List every publisher or press named in the book review below.

## Text block
● ● ● ●

VIET NAM: Tradition and Change | By Hữu Ngọc; edited by Lady Borton and Elizabeth F. Collins
Research in International Studies. Southeast Asia Series, no. 128. Athens, OH: Ohio University Press; Chicago, IL: University of Chicago Press [distributor], 2016. xxviii, 358 pp. (Illustrations.) US$26.95, paper. ISBN 978-0-89680-302-2.
Through his leadership in Hanoi’s Foreign Languages Publishing House (later Thế Giới Publishers), Hữu Ngọc crafted a long career of explaining Vietnam to foreign audiences. In Hanoi, he is an institution in his own right. Now nearly one hundred years old, he became famous in expatriate circles for his short columns in French and English newspapers on various aspects of Vietnamese culture.
These were originally compiled into a 2004 book, Wandering Through Vietnamese Culture. Though this book is an accessible introduction to Vietnamese culture, it spans a cumbersome 1259 pages. Việt Nam: Tradition and Change edits and reorganizes the material in Wandering Through Vietnamese Culture into a shorter and more digestible form, with a new preface and introduction and several other new materials in an appendix.

● ● ● ●

[Records from a data source]
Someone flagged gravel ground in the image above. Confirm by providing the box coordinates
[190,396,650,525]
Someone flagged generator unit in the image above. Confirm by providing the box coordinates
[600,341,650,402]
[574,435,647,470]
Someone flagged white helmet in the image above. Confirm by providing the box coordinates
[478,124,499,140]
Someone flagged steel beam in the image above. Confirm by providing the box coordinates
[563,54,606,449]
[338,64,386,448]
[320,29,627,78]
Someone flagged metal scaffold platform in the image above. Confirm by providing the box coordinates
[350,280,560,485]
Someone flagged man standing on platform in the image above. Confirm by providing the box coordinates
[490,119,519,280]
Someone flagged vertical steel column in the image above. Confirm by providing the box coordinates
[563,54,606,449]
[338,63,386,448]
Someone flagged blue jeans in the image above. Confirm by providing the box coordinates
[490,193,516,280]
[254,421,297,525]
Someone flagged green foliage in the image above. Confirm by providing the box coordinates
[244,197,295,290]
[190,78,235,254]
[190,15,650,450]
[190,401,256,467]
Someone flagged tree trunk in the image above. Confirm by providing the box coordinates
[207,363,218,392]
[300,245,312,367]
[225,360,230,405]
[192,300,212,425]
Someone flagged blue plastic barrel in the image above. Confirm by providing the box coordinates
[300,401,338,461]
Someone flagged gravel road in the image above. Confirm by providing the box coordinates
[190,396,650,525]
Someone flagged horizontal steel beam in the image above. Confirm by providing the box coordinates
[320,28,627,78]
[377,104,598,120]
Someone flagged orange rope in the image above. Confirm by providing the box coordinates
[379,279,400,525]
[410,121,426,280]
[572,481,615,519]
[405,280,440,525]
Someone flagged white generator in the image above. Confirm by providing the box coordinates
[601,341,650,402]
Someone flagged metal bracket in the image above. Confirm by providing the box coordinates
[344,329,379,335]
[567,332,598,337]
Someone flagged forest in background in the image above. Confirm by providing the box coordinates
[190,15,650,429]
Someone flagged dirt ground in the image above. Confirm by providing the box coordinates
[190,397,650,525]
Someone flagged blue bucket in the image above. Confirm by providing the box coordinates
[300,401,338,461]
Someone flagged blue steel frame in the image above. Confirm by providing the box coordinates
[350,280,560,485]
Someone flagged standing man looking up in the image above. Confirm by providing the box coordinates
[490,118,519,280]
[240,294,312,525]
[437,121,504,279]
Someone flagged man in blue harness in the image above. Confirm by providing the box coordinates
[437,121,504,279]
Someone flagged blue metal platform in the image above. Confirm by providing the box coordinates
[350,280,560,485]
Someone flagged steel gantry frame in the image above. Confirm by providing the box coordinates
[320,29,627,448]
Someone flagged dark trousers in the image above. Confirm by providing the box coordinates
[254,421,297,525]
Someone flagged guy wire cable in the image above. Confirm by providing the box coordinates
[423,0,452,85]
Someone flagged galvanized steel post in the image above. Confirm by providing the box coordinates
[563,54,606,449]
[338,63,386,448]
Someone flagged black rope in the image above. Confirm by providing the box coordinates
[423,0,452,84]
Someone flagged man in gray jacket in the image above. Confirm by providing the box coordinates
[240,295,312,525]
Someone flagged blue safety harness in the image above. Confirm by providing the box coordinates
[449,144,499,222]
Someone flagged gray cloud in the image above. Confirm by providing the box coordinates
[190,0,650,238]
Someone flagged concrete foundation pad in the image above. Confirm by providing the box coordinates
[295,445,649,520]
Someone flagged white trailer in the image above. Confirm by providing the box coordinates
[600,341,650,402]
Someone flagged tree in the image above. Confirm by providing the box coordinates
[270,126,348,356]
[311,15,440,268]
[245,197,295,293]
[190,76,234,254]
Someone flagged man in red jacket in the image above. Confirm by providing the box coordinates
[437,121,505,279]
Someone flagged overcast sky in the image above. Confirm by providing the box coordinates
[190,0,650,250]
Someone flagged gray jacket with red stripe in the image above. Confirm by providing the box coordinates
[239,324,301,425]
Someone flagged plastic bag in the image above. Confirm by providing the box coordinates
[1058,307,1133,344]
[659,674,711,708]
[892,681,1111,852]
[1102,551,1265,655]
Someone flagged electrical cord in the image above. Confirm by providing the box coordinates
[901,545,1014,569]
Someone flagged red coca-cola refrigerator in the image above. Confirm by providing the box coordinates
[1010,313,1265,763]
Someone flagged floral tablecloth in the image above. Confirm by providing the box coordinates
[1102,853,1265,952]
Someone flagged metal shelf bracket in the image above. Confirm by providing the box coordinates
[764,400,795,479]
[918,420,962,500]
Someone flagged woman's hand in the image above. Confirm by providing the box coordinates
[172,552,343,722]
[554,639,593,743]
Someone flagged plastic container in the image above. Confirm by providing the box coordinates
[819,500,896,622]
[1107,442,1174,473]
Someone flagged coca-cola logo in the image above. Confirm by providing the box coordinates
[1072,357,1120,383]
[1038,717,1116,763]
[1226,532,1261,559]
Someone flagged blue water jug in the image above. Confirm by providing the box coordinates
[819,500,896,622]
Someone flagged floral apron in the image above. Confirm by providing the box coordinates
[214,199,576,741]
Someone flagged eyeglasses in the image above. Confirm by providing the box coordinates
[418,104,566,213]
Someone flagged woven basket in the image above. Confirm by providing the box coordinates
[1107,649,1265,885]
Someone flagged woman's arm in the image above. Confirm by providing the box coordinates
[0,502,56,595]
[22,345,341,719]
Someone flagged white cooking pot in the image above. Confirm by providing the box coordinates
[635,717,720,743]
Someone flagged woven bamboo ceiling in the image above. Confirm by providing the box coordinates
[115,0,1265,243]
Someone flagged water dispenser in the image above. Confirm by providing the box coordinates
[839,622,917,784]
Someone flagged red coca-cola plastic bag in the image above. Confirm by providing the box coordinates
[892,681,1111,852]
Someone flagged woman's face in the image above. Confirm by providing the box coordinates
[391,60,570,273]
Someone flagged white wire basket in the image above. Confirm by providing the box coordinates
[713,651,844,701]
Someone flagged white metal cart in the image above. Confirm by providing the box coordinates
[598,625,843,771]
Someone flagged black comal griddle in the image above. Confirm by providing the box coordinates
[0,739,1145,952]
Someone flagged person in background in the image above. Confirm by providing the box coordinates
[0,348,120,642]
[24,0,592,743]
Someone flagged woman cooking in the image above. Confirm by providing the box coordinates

● ● ● ●

## Result
Foreign Languages Publishing House
Thế Giới Publishers
Ohio University Press
University of Chicago Press